* _Given instruction 1_
Pick out and copy every line of the records below that contains the string "hand". Case counts.

* _Source document_
Design Pastebin
Feature Extraction - Functional requirements (5 min)
- Use Cases - What are we trying to give the users that they don't already have?
- User enters a block of text and gets a randomly generated link.
- Expiration: default setting does not expire. Can optionally set a timed expiration.
- User enters a paste's url and views the contents
- User is anonymous.
- Service tracks analytics of pages: monthly visit stats
- Service deletes expired pastes
- Service has high availability
- User enters a block of text and gets a randomly generated link.
- Scenarios that will not be covered
- User registers for an account. User verifies email. User logs into a registered account.
- User edits the document.
- User can set visibility.
- User can set the shortlink.
Estimation - Nonfunctional Requirements (5 minutes)
- Who will use
- 10 million users
- How many will use
- 10 million paste writes per month
- 100 million paste reads per month
- Read/Write ratio
- 10:1 read to write ratio
- Traffic estimates (QPS for read and write queries)

* _Data for processing_
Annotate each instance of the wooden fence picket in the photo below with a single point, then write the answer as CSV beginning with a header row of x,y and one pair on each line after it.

---

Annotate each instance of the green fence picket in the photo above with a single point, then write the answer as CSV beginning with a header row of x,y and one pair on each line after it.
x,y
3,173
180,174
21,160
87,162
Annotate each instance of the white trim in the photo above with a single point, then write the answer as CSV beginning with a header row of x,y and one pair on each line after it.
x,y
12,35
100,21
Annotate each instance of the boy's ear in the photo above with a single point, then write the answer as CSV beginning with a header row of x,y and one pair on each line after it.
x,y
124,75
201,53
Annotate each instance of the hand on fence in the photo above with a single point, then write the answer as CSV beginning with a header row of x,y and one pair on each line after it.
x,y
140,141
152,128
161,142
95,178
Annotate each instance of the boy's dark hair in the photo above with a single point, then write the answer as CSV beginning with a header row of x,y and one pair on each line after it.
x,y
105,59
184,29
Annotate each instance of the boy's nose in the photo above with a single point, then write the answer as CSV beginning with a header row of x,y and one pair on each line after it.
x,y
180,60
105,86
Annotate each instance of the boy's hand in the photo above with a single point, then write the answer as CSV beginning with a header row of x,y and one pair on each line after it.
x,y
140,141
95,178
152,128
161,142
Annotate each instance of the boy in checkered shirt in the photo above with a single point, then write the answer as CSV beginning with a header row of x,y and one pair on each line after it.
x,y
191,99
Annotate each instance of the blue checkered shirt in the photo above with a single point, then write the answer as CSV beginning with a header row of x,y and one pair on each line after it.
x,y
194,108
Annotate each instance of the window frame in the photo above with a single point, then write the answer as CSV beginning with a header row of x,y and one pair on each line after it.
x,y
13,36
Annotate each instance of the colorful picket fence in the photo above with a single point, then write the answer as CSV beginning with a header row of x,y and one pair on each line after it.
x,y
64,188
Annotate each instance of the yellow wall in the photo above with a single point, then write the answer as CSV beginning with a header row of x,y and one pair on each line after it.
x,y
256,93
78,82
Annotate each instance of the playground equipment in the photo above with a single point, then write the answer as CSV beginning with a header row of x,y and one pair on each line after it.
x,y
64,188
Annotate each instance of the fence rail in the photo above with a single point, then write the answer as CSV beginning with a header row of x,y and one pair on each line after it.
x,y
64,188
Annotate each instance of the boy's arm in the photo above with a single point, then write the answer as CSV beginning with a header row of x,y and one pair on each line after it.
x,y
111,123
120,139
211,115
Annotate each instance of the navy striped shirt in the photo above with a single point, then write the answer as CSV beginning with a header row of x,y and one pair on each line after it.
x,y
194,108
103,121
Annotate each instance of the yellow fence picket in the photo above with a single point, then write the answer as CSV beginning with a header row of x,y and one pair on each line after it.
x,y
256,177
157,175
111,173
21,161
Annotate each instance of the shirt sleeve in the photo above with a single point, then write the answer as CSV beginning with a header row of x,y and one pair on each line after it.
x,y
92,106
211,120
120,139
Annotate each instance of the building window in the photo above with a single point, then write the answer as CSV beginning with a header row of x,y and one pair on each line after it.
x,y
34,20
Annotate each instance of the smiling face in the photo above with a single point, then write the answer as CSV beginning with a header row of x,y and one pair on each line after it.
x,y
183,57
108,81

* _Given instruction 2_
Answer these questions using the pastebin design notes above:
(a) What is the default expiration setting for a paste?
(b) How many paste reads per month are estimated?
(c) What read to write ratio is given?

* _Complete response 1_
Annotate each instance of the hand on fence in the photo above with a single point, then write the answer as CSV beginning with a header row of x,y and one pair on each line after it.
Annotate each instance of the boy's hand in the photo above with a single point, then write the answer as CSV beginning with a header row of x,y and one pair on each line after it.

* _Complete response 2_
(a) The default setting does not expire.
(b) 100 million paste reads per month.
(c) 10:1.